◆ **Written instruction**
Resume the first-person account of a parasailing ride that drops its rider into shark waters, carrying the story on from its final sentence.

◆ **Extract to read**
Aquatically, they steered ‘kai tens’(essentially motorized mines with rudders attached) into ships. On The Indianapolis’ last night afloat, it was overcast. The Nippon Submersible that trailed it couldn’t see well enough to aim. When they surfaced, they intended to use their kai tens. Before they got them out, the clouds parted, and moonbeams lent them adequate light to focus. They fired six torpedos, then submerged. Two of them hit the mariner. The cinematic yarn purported the vessel sank so quickly, no time was available to send a distress signal. In fact, an international mayday was transmitted. It was received at multiple posts, but wasn’t heeded because it was suspected of being an enemy trick. The soldiers in the water were there for days. Sharks decimated their numbers.

The swabbies got in groups. When a fin headed toward them, they would all slap the water.

They say now slapping sounds attract sharks.

I imagined the dark nights were awful. Their life vests, designed to remain buoyant for just a few days, sank when they became sodden.

I got as far out in the ocean as the ride went, and the boat began a gradual turn to head back to the waterfront. I had done this several times. When the tug got in close, they ran along analogous to the land, and I reached over the shoulder closest to terra firma (usually the left), and pulled on a strap. Through some aerodynamic wizardry, the maneuver caused the chute to veer over the sands. When that happened, the boatswain shut the craft’s engine down. The tripper drifted earthward. The same crowd who hoisted the silk trotted to and fro beneath like a footballer watches a kickoff in the air, then caught the tourist to prevent any injury.

About halfway through the turn, there was a revolting development. The outboard coughed, and died. There was a hundred feet of nyloned ski rope between the boat and the parapluie. In a couple seconds, as I drifted down, I could hear them grind the starter as they tried to recrank it.

‘They’ll prob’ly get it goin’ again ‘afore I ditch’, I thought desperately. The hope evaporated as I saw my reflection in the hyaline rushing up to meet me. There was no doubt I was going in. I scanned all around for any dorsal fins. ‘Anyway’, my subconscious said weakly, ‘That show was filmed in The Atlantic. This is The Pacific’.

I plunged in, came up and sputtered, then the bumbershoot descended over my head.

I watch a lot of television. Unlike most folks, I favor documentaries.

I viewed one the previous night, about an island where seals annually flocked to mate. White sharks feasted on them. The isle was off Baja California... right in these verily waters.... The fish crept along the bottom. When they saw their prey, they swooped up and nailed them. The seals could go faster than the predators, and could easily evade them... if they saw them first. I hastily stuffed the fabric under myself. If one brushed me, maybe it’d get a mouthful of cloth, and decide I was unfit to eat. One program said the brutes bumped potential prey beforehand, and sensors akin to tastebuds in their coarse hides told them if it was comestible.

As soon as I got the satin under me, I began pulling himself to the skiff on the rope. I rapidly tired, and was soon exhausted. I heard shouting from the dinghy, and momentarily stopped. I worked with some Latinos, and had learned a smattering of the lingo. I hoped they weren’t telling me not to look behind me. I looked back anyway, saw nothing, then refocused on the dory. The duo in the boat wanted me to unbuckle from the rigging, and swim to the launch. ‘No way!’, I thought. One video said the carnivores could hear someone flail in the water over a mile away, and the noise sounded like a wounded bass to them. ‘That’d be like ringin’ the dinner bell!’, I thought.

◆ **Data rows**
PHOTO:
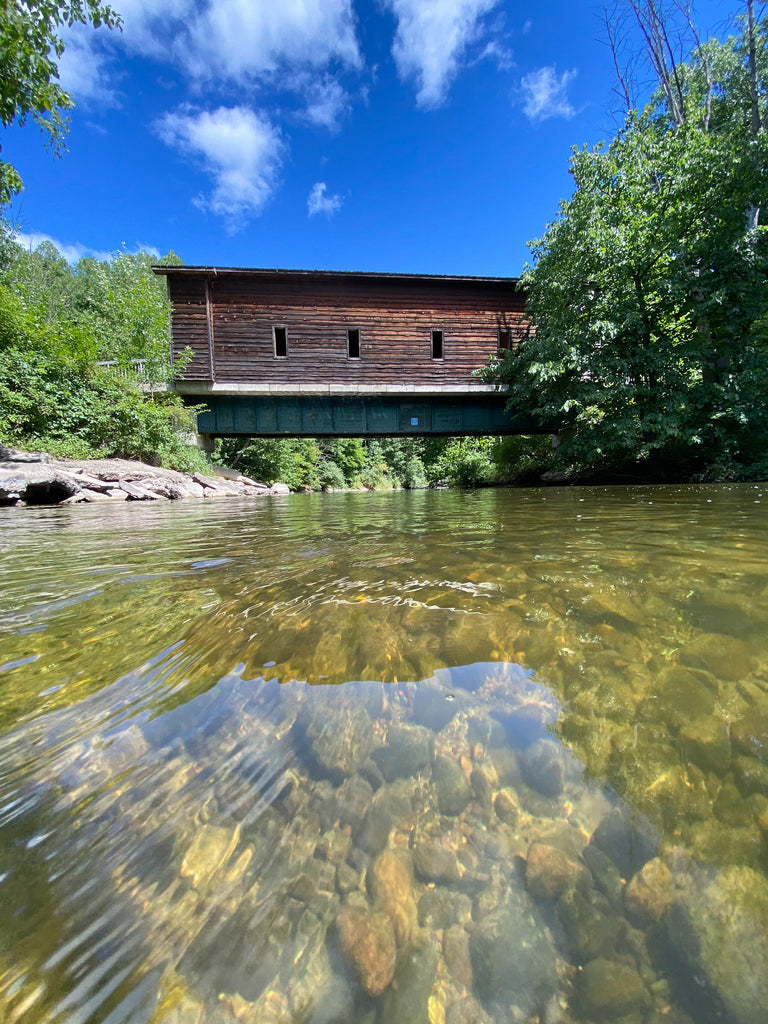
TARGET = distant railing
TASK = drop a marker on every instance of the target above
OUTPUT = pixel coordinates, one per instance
(133, 370)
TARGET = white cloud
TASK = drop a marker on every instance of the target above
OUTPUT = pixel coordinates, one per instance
(71, 251)
(545, 94)
(431, 38)
(327, 102)
(240, 148)
(240, 39)
(318, 202)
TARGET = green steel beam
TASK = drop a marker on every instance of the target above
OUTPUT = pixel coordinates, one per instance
(360, 416)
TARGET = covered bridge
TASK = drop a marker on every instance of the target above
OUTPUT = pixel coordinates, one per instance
(314, 352)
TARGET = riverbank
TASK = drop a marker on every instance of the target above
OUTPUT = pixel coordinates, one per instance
(35, 478)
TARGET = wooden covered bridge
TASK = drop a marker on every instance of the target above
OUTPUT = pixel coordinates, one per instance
(315, 352)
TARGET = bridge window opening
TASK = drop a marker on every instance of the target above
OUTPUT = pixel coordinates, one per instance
(281, 342)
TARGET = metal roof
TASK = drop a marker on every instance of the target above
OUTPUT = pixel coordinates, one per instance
(214, 271)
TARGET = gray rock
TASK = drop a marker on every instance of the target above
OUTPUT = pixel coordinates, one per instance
(433, 862)
(410, 748)
(339, 731)
(545, 766)
(439, 908)
(716, 936)
(452, 786)
(513, 960)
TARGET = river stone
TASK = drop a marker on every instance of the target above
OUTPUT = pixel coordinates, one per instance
(607, 990)
(432, 707)
(453, 787)
(545, 766)
(481, 728)
(433, 862)
(353, 800)
(513, 960)
(725, 656)
(406, 1001)
(439, 908)
(716, 935)
(367, 939)
(706, 741)
(680, 695)
(750, 733)
(752, 775)
(339, 731)
(589, 930)
(550, 871)
(649, 893)
(410, 748)
(391, 891)
(628, 839)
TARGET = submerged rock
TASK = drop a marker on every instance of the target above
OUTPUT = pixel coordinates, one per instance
(513, 960)
(608, 990)
(367, 939)
(410, 748)
(452, 786)
(408, 997)
(716, 934)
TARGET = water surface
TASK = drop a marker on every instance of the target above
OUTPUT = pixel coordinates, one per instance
(494, 756)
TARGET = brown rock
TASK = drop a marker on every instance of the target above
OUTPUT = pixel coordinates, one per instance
(549, 871)
(392, 893)
(367, 939)
(649, 893)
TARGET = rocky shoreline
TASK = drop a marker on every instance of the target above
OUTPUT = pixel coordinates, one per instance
(36, 478)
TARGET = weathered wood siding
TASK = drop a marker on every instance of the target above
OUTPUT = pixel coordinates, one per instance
(395, 317)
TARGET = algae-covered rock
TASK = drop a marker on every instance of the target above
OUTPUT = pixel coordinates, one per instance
(367, 939)
(716, 935)
(706, 741)
(408, 996)
(725, 656)
(608, 989)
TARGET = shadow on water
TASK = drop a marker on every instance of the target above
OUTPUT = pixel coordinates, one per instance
(372, 852)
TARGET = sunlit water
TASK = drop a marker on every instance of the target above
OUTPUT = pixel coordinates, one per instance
(388, 759)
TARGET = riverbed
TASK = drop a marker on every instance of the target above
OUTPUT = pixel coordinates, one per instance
(495, 756)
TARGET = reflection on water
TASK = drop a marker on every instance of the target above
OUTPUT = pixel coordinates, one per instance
(547, 802)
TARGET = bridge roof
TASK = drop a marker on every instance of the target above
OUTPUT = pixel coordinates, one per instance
(214, 271)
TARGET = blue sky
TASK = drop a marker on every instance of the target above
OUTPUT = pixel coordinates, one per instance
(424, 136)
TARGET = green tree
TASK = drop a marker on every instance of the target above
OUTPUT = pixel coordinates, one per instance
(30, 48)
(648, 293)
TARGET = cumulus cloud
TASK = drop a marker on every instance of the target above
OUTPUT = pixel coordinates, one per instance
(431, 39)
(327, 102)
(545, 94)
(236, 42)
(73, 251)
(240, 39)
(318, 202)
(240, 148)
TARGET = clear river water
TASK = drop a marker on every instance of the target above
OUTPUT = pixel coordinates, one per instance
(444, 757)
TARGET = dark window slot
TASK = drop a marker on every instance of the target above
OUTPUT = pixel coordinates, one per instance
(281, 342)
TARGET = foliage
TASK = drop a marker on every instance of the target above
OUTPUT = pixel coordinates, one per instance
(53, 394)
(30, 46)
(648, 292)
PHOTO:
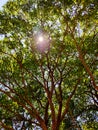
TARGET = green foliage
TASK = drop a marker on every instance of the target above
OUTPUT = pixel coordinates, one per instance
(49, 83)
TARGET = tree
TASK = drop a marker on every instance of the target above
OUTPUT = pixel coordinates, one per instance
(48, 64)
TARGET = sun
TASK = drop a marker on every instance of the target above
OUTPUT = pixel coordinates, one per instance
(40, 39)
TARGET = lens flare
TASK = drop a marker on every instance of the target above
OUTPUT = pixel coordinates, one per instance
(40, 39)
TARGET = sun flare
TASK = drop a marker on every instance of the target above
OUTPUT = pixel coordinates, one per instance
(40, 39)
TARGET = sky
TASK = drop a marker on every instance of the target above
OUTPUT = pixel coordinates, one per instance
(2, 2)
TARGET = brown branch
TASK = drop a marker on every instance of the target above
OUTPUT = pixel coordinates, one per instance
(68, 101)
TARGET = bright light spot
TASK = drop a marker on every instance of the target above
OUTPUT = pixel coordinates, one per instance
(40, 39)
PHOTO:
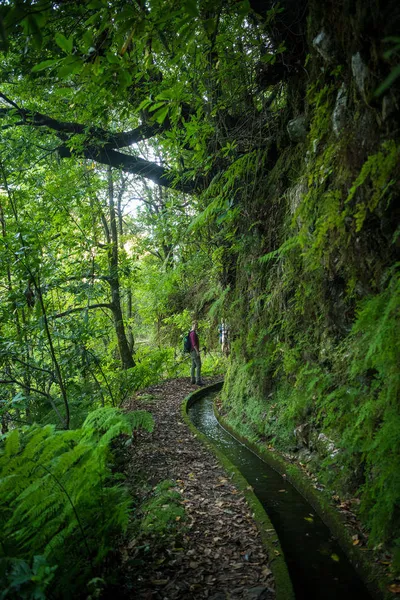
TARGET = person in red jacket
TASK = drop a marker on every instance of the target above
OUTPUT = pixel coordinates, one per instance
(195, 355)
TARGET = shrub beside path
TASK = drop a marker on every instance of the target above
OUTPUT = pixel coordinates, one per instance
(217, 553)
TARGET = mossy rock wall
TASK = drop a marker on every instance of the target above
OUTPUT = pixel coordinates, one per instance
(314, 294)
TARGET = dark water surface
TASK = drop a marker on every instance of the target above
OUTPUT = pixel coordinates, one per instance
(318, 567)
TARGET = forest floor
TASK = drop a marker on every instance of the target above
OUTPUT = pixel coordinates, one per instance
(215, 551)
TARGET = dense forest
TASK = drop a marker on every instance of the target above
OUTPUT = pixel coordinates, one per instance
(161, 161)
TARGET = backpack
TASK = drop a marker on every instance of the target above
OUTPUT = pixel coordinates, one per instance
(187, 345)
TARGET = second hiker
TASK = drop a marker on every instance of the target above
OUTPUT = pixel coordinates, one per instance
(195, 372)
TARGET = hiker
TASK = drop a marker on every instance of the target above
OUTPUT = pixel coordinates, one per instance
(195, 355)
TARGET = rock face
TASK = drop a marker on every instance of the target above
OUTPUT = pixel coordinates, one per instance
(297, 129)
(313, 321)
(340, 110)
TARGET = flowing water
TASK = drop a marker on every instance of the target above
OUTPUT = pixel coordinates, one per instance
(317, 566)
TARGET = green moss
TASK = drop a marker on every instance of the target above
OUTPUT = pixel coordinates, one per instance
(377, 174)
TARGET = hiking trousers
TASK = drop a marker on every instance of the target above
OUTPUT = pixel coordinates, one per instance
(196, 367)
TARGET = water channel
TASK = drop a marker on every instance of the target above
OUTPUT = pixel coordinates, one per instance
(318, 567)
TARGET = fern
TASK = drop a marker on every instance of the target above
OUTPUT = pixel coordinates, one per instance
(58, 495)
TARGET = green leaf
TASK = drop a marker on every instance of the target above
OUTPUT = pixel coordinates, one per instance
(45, 64)
(69, 66)
(65, 44)
(190, 7)
(161, 114)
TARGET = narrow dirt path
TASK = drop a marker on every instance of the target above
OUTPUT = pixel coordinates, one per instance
(220, 555)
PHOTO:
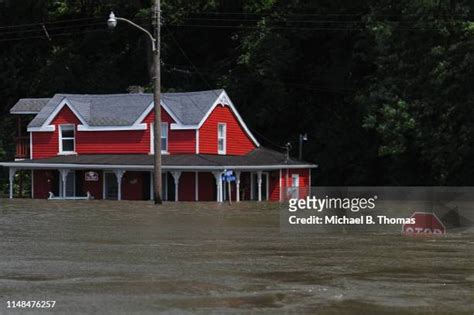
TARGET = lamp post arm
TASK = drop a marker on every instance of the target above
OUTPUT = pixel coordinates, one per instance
(153, 40)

◆ **Result for this exercise**
I had gotten approximately half the way to the tender, and had expended all my energy, when my worst nightmare became flesh. A triangular, shiny black fin rose from the water between me and the craft. It was coming my way. ‘It’ll be here in a couple seconds!’, my mind screamed. It started to submerge, and I saw something that greatly relieved me. A plume of mist shot up. It was a porpoise!

Adrenaline born of fear spurred me on. I saw a tv serial as an adolescent about an island paradise. In spite of the name, most every episode was at sea. About every other installment, someone (usually a villain) fell overboard, and was eaten by sharks. They’d bob, be encircled by flukes, emit a piercing scream, then disappear.

I was twenty feet from the hulk when something bumped me hard on the right thigh.

It was about the same force as a solid football block. Although I was physically spent, fright permitted me to draw on reserve strength I hadn’t known I posessed. The most highly trained of physicians, under optimum laboratory conditions, with the aid of a tube of KY jelly and the largest rubber mallet in a doctor’s arsenal, couldn’t have driven an anal thermometer into my behind at that moment. I was at the gunwhale in seconds. A brown hand extended, and I grabbed it.

A Navy PBY flying boat on routine patrol accidentally spotted the Indianapolis sailors in the water. It landed, called it in, and started pulling men from the mer. The crusty celluloid captain said that was when he was scaredest, after they’d been seen, and awaited rescue.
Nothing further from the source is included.